**SCHRIFTLICHE AUFGABE 1**
Kopieren Sie aus dem Auszug den Abschnitt von „Ein großes Rätsel, ungelöst“ bis „einer von ihnen.“ zeichengetreu.

**AUSZUG**
Ein großes Rätsel, ungelöst

Medientagebuch Ließ Castro Kennedy killen? Wilfried Huismans Fernsehdokumentation "Rendezvous mit dem Tod"

Im Jahr 2004 konnte man in dem brillanten Dokumentarfilm The Fog of War, in dem Regisseur Eroll Morris die Lebenserinnerungen des ehemaligen US-Verteidigungsministers Robert McNamara verarbeitete, die Archivaufnahme eines jugendlich-ungestümen Fidel Castro sehen. In der Szene fordert er, man schreibt Oktober 1962, Höhepunkt der Kuba-Krise, Chruschtschow möge doch bitte den atomaren Erstschlag gegen die USA ausführen. Spätestens seit diesem Dokument scheint es auch auf der - ehemaligen - linken Seite Leute zu geben, die Fidel Castro jede Schandtat zutrauen. Der 1951 geborene Wilfried Huismann ist einer von ihnen.

Der aus Bremen stammende Journalist, Sachbuchautor und Dokumentarfilmer ist in der Tat einen weiten Weg gegangen. Als profunder Kuba-Kenner hatte er etwa 1985 Cuba - Ein politisches Reisebuch herausgegeben, in dem er als Autor von Beiträgen wie Die Volksmacht ist ein Schützengraben deutschsprachigen Revolutionstouristen die Vorzüge des kubanischen Systems und seines weisen Führers näherbrachte. Die total überarbeitete Neuauflage des bald zum Standardwerk avancierten Reisebuches tönte dann vier Jahre später, am Vorabend des Mauerfalls, schon wesentlich ernüchterter: Das Wörtchen "politisch" war jetzt aus dem Untertitel gestrichen, aus dem szenegerechten "Willi" war ein - seriöserer - "Wilfried" Huismann geworden, und es gab nun auch Kapitelüberschriften wie: "Aids auf Kuba: Gauweiler geht um". Es dauerte dann nicht mehr lange, und Wilfried Huisman galt in Kreisen der Kuba-Solidarität als "Verräter", da seine journalistischen Beiträge zu der sozialistischen Karibikinsel von einer weitgehenden Enttäuschung über die zunehmende Erstarrung der Verhältnisse in diesem einst als Modell gepriesenen Land geprägt waren.

**SCHRIFTLICHE AUFGABE 2**
Geben Sie aus den Zeilen weiter unten den Abschnitt von der Zeile mit „Can you find the stack of flatbread?“ bis zum Ende der Zeilen erneut aus und ersetzen Sie dabei „flatbread“ durch „naan“. Alles andere bleibt unverändert.

**ÜBUNGSMATERIAL**

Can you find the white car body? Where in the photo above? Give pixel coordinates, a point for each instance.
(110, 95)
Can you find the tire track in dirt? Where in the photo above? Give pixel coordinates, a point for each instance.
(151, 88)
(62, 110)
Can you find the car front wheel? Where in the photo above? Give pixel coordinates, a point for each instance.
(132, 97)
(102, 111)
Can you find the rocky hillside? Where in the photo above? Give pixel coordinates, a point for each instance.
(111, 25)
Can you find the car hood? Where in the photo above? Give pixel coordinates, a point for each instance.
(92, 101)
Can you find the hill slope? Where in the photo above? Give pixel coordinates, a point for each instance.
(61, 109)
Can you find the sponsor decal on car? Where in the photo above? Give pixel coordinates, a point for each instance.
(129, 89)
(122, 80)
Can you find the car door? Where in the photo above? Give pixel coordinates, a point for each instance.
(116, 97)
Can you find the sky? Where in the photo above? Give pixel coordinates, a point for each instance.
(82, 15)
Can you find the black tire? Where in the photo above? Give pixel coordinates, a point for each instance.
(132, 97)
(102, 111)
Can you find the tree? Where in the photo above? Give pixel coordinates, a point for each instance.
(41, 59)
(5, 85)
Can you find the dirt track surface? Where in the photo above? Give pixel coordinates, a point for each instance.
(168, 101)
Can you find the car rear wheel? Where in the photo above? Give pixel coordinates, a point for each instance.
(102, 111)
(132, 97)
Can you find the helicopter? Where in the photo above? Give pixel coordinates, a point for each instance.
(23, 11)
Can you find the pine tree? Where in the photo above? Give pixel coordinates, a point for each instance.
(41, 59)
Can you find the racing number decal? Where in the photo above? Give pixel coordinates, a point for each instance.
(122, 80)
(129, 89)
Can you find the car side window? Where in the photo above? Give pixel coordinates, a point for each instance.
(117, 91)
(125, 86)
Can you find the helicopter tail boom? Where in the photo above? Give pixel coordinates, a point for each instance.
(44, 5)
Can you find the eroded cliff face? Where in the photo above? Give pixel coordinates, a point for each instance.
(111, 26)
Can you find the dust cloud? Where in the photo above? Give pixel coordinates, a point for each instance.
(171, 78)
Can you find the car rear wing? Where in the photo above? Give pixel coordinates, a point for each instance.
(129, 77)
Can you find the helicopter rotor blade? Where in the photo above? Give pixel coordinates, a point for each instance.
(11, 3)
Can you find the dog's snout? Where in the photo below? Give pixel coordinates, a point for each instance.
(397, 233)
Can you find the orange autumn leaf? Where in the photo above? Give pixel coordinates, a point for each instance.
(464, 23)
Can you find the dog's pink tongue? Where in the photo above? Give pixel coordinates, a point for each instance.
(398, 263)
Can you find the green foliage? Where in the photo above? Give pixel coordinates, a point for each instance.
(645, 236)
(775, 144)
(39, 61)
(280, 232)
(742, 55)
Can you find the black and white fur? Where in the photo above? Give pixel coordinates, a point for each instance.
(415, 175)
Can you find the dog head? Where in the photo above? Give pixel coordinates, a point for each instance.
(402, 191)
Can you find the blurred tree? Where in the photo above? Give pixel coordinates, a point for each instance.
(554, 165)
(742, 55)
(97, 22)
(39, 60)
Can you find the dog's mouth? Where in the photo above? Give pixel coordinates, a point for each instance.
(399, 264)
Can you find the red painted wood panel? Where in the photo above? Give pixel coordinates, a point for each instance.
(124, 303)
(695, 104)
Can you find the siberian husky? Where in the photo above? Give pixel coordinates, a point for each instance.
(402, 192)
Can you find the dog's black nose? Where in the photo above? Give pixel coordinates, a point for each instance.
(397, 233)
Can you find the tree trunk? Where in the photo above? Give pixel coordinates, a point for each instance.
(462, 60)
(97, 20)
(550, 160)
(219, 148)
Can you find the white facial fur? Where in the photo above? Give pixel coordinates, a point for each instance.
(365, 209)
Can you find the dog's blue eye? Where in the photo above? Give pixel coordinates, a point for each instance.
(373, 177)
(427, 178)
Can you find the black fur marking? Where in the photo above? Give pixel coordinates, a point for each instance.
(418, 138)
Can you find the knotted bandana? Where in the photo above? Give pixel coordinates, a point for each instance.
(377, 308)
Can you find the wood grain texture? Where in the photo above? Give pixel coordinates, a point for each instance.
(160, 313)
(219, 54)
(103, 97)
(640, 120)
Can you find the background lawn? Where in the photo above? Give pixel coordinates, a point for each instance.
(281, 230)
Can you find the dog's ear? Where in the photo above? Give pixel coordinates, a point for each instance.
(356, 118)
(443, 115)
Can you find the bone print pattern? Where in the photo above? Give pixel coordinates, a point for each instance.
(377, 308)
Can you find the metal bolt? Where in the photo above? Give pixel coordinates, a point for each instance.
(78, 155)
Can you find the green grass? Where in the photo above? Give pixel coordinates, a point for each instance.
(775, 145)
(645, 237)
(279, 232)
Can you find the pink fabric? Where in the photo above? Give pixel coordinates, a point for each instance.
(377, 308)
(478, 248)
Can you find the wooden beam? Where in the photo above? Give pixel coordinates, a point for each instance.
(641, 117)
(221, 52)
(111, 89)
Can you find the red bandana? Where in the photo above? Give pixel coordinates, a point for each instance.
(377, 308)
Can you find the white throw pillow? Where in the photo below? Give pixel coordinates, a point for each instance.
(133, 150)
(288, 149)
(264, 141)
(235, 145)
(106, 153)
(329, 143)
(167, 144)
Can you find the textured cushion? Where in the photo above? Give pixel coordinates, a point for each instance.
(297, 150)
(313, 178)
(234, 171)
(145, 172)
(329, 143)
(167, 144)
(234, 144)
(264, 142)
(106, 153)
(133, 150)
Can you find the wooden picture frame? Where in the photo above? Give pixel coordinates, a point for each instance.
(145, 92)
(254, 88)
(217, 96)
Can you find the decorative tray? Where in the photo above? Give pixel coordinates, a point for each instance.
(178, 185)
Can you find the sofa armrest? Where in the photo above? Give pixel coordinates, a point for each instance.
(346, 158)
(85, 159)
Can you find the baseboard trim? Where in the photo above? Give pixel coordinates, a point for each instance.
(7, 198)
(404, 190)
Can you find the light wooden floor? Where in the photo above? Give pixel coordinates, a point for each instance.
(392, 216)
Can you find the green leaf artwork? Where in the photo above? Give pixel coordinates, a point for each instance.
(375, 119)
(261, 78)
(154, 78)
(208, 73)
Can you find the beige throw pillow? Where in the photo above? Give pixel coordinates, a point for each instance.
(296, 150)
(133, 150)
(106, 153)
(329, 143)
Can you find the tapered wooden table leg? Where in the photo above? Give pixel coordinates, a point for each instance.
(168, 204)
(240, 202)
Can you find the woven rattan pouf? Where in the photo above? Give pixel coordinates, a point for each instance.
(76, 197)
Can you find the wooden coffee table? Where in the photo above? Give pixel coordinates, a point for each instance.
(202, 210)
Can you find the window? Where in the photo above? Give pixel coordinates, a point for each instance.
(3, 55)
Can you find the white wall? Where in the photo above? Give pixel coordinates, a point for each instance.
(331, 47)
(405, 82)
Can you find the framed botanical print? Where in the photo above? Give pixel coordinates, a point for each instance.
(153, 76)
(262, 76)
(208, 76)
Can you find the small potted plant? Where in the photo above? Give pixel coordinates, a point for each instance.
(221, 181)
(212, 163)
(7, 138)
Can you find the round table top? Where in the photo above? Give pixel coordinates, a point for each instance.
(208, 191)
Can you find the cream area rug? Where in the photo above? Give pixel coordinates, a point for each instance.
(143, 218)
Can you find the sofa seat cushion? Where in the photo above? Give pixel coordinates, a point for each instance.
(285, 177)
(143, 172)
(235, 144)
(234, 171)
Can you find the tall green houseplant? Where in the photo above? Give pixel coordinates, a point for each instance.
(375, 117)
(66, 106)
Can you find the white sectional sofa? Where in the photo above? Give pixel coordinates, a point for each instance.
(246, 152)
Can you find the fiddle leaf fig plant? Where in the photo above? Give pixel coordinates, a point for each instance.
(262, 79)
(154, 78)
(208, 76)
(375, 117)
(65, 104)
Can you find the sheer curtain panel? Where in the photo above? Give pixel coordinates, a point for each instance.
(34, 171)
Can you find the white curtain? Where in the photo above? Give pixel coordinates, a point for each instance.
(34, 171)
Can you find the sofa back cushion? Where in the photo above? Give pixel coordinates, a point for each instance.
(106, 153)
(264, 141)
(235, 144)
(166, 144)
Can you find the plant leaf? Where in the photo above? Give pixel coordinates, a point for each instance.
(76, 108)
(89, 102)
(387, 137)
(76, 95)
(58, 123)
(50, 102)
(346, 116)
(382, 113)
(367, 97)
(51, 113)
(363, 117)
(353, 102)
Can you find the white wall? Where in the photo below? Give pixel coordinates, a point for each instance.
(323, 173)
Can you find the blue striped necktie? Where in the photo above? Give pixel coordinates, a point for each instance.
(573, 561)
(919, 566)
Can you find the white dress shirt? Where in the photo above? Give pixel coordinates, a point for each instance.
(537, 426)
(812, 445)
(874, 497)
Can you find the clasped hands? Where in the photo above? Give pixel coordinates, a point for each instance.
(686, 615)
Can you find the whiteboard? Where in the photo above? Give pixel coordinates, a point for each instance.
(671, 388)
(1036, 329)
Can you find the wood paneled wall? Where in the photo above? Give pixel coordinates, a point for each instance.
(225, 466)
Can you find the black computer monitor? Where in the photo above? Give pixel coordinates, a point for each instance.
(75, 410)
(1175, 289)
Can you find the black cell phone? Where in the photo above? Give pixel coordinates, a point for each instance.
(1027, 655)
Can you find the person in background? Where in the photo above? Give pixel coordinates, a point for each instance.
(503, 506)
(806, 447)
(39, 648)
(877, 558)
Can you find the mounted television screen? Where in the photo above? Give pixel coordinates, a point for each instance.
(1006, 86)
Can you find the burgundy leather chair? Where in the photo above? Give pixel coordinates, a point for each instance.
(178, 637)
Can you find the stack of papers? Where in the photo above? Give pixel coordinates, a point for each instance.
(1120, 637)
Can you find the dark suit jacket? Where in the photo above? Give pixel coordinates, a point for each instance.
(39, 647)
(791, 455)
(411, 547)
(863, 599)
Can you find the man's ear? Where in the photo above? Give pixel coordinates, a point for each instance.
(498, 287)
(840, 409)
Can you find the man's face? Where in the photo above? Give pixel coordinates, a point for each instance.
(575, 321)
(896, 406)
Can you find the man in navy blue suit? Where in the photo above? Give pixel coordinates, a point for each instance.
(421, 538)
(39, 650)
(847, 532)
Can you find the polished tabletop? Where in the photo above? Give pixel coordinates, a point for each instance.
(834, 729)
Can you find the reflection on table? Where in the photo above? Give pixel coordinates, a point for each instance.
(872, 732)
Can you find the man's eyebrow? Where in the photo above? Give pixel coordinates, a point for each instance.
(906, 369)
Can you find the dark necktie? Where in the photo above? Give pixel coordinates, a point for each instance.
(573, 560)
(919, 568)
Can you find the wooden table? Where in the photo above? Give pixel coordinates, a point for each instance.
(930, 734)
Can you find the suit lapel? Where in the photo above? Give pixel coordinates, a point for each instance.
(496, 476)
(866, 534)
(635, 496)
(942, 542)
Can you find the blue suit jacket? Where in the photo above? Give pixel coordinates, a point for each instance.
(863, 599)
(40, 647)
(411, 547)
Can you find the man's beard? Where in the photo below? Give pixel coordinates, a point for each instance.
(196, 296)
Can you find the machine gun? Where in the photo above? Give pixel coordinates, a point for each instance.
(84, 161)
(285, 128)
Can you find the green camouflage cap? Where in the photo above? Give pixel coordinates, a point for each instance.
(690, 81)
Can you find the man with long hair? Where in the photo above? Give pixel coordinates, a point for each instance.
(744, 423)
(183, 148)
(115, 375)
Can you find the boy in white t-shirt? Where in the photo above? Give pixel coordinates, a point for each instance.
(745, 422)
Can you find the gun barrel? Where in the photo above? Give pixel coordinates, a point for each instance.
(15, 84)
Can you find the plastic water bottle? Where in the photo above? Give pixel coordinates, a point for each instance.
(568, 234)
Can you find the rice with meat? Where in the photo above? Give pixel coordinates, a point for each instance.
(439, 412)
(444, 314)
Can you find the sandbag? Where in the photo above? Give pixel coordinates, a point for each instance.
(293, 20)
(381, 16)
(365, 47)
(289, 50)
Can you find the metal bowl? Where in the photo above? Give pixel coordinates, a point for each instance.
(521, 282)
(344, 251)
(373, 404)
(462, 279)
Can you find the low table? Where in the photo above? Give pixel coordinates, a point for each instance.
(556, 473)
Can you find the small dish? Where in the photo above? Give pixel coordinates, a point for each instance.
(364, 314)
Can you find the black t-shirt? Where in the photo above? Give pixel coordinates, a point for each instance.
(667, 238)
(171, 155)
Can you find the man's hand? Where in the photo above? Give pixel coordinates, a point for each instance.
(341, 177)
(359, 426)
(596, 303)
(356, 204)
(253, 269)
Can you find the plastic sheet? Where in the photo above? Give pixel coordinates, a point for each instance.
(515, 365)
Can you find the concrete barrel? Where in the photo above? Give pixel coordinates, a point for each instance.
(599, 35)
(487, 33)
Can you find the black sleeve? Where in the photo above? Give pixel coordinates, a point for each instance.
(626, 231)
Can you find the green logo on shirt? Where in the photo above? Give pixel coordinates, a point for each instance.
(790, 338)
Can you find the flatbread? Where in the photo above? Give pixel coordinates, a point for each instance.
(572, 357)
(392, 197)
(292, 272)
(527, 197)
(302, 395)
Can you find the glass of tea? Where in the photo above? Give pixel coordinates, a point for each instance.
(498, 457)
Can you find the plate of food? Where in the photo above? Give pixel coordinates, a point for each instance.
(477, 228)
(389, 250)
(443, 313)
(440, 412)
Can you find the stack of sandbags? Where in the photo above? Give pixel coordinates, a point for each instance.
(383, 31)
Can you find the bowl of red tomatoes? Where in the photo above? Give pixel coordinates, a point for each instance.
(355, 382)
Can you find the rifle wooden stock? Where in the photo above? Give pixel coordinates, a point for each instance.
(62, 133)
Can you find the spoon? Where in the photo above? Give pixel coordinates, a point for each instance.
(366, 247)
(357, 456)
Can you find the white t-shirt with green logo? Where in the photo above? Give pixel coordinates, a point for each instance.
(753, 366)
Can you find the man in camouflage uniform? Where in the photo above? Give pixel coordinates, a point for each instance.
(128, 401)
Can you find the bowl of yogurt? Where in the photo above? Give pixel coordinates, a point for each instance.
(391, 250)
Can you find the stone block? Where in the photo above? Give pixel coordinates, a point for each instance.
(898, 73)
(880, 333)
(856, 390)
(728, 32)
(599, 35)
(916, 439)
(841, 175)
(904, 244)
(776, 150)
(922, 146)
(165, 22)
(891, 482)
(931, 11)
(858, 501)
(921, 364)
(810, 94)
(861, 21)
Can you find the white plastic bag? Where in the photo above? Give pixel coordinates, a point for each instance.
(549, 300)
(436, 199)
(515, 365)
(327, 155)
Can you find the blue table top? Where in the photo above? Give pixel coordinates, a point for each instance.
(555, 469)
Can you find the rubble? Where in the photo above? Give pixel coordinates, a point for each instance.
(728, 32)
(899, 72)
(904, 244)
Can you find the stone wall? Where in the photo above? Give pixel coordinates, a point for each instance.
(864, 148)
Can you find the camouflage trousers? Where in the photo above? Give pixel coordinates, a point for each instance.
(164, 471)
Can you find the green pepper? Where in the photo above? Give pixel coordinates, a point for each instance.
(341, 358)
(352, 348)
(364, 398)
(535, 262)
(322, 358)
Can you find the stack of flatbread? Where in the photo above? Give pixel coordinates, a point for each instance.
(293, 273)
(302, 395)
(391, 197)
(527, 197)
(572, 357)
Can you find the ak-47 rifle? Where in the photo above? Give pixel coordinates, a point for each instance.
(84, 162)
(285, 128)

**LÖSUNG 1**
Ein großes Rätsel, ungelöst

Medientagebuch Ließ Castro Kennedy killen? Wilfried Huismans Fernsehdokumentation "Rendezvous mit dem Tod"

Im Jahr 2004 konnte man in dem brillanten Dokumentarfilm The Fog of War, in dem Regisseur Eroll Morris die Lebenserinnerungen des ehemaligen US-Verteidigungsministers Robert McNamara verarbeitete, die Archivaufnahme eines jugendlich-ungestümen Fidel Castro sehen. In der Szene fordert er, man schreibt Oktober 1962, Höhepunkt der Kuba-Krise, Chruschtschow möge doch bitte den atomaren Erstschlag gegen die USA ausführen. Spätestens seit diesem Dokument scheint es auch auf der - ehemaligen - linken Seite Leute zu geben, die Fidel Castro jede Schandtat zutrauen. Der 1951 geborene Wilfried Huismann ist einer von ihnen.

**LÖSUNG 2**
Can you find the stack of naan? Where in the photo above? Give pixel coordinates, a point for each instance.
(293, 273)
(302, 395)
(391, 197)
(527, 197)
(572, 357)
Can you find the ak-47 rifle? Where in the photo above? Give pixel coordinates, a point for each instance.
(84, 162)
(285, 128)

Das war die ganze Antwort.